How The Breast Center at St. David’s Medical Center used art to showcase their 20 years of service to women
When it marked 20 years of service to women in Central Texas last fall, The Breast Center at St. David’s Medical Center wanted to do something that looked back at its successful past and gave hope to those who would be coming through its doors in the future.
“With a bright, lively painting from survivors, doctors, current patients, staff and well-wishers, the job got done,” said Tes Sawyer, Director of Marketing at St. David’s Medical Center.
“People were very excited and involved in the event, and we wanted to do something that would capitalize on that,” Sawyer said. “The idea of a painting came from wanting an activity where everyone could get involved. We had surgeons, ultrasound techs, directors and patients participate — everyone was able to pick up a brush if they wanted.”
Creating a tangible piece of art meant a lot to many of the women who attended, added Brenda Baumann, RN, MSN, Director of The Breast Center.

> [Data provided]
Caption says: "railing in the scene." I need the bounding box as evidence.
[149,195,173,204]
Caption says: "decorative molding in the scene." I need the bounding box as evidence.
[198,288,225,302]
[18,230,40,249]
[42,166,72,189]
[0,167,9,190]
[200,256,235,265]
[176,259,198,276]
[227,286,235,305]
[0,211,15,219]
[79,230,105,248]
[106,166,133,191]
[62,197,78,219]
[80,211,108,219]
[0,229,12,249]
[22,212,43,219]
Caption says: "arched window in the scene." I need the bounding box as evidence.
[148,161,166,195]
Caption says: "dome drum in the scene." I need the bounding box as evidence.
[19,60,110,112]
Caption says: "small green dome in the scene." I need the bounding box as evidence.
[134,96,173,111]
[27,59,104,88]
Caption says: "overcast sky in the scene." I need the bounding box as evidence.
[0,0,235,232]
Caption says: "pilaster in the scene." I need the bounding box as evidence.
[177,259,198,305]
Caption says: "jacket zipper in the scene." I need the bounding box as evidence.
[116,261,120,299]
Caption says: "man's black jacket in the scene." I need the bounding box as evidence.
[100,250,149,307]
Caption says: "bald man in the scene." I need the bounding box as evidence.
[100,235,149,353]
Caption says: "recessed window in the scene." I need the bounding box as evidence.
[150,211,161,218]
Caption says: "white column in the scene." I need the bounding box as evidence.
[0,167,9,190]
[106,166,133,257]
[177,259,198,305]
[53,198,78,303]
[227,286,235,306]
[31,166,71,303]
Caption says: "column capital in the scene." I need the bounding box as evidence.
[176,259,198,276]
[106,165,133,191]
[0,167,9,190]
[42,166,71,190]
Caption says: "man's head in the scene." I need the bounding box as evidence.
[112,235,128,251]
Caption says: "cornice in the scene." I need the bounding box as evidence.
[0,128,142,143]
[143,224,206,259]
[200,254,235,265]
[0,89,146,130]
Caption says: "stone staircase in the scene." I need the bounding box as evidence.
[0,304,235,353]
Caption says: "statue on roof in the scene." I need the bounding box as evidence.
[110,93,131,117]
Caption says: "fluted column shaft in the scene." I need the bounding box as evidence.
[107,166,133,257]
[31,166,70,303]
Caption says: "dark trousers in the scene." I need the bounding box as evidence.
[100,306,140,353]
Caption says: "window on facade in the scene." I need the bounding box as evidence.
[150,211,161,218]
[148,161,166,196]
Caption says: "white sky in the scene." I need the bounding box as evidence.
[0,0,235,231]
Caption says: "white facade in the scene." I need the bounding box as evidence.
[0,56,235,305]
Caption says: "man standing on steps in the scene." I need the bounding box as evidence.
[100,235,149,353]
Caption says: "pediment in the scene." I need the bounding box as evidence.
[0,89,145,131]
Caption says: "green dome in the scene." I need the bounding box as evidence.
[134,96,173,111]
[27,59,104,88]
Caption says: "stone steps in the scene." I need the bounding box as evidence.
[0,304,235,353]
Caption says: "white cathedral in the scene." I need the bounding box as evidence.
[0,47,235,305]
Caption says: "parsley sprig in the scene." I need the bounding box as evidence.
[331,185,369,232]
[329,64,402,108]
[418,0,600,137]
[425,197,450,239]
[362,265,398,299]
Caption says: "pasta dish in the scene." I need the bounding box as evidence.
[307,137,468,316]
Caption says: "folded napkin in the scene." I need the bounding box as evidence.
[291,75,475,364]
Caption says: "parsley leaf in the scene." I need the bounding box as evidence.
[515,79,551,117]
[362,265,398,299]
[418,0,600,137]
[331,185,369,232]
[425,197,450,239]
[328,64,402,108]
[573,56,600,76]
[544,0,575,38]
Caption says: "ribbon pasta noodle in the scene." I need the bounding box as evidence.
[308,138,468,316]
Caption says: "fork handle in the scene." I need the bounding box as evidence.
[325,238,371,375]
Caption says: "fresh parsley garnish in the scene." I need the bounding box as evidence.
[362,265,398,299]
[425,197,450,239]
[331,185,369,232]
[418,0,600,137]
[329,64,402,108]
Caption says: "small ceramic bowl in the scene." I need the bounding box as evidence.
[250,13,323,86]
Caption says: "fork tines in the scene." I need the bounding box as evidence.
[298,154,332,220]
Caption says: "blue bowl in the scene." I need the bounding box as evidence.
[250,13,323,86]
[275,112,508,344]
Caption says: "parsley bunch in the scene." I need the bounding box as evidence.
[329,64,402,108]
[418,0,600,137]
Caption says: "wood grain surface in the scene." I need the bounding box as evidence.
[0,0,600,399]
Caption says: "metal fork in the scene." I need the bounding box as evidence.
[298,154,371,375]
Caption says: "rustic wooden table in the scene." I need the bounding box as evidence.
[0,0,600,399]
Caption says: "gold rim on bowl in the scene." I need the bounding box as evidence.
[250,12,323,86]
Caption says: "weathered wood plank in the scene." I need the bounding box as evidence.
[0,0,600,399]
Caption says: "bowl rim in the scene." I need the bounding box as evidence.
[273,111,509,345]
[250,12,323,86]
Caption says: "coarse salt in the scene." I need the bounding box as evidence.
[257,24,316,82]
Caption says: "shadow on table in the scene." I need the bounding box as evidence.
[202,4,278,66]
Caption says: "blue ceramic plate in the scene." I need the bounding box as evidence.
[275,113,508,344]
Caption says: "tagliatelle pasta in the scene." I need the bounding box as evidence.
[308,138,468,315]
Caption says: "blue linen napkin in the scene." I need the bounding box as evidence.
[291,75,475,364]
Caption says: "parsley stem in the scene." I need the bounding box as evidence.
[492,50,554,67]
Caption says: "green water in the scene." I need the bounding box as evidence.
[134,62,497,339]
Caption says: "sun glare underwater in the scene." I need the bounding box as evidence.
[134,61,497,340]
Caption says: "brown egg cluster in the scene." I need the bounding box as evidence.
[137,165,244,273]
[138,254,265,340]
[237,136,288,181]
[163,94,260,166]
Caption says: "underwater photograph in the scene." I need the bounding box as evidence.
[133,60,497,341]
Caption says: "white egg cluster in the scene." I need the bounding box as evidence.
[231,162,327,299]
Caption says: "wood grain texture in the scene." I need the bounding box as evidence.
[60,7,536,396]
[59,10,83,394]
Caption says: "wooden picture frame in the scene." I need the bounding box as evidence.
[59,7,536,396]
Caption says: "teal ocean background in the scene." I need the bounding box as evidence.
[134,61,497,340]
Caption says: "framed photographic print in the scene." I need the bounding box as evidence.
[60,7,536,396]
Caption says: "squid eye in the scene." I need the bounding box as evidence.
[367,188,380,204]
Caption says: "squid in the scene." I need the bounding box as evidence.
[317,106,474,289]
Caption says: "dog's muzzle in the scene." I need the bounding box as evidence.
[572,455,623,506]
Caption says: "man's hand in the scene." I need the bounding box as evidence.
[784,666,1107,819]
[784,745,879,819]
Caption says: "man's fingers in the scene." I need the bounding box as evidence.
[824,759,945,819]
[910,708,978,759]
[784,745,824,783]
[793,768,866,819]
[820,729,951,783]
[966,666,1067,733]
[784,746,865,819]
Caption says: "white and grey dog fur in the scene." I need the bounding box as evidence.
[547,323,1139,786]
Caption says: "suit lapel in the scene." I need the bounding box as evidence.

> [Required work]
a) In the article about The Breast Center's twentieth anniversary, what position does Tes Sawyer hold?
b) State whether each statement agrees with the article about The Breast Center's twentieth anniversary, and support each answer with a quotation from it: (i) The center marked its anniversary in the spring. (ii) Surgeons took part in the painting. (iii) Brenda Baumann is the Director of The Breast Center.
c) Continue the article about The Breast Center's anniversary painting, starting after its final sentence.

> [Responses by task]
a) Director of Marketing at St. David's Medical Center

b)
(i) No: "When it marked 20 years of service to women in Central Texas last fall"
(ii) Yes: "We had surgeons, ultrasound techs, directors and patients participate"
(iii) Yes: "Brenda Baumann, RN, MSN, Director of The Breast Center"

c)
Art as History and Therapy
“It was meaningful to the breast cancer survivors,” Baumann said. “It provided a visual means of expression, but also an outlet for some. I think a few left with plans to continue artistic expression as a form of therapy on their journey towards healing and wellness. It was a positive experience for staff and the public.”
Some people chose to write out a message, while others painted symbols or just abstract squiggles. There were a few “girl power” notations, as well as dates of employment, or how long someone has been cancer-free. Since its opening in 1992, the center has diagnosed and treated nearly 5,000 women for breast cancer.
At the center’s 20th anniversary celebration, the blank canvas held a place of pride near a dessert buffet located at the end of a facility tour. The idea was to represent a celebration at the end of a patient’s journey, but even with all the good feelings it still took a little ice-breaking to get the crowd’s inner artist released.
“We had this big, blank canvas, and a sign encouraging people to put on an apron, get some paint and a brush, and paint away,” Sawyer said. “But everyone was a little bit shy, so I painted a big pink ribbon in the middle. After that, people were eager to join in.”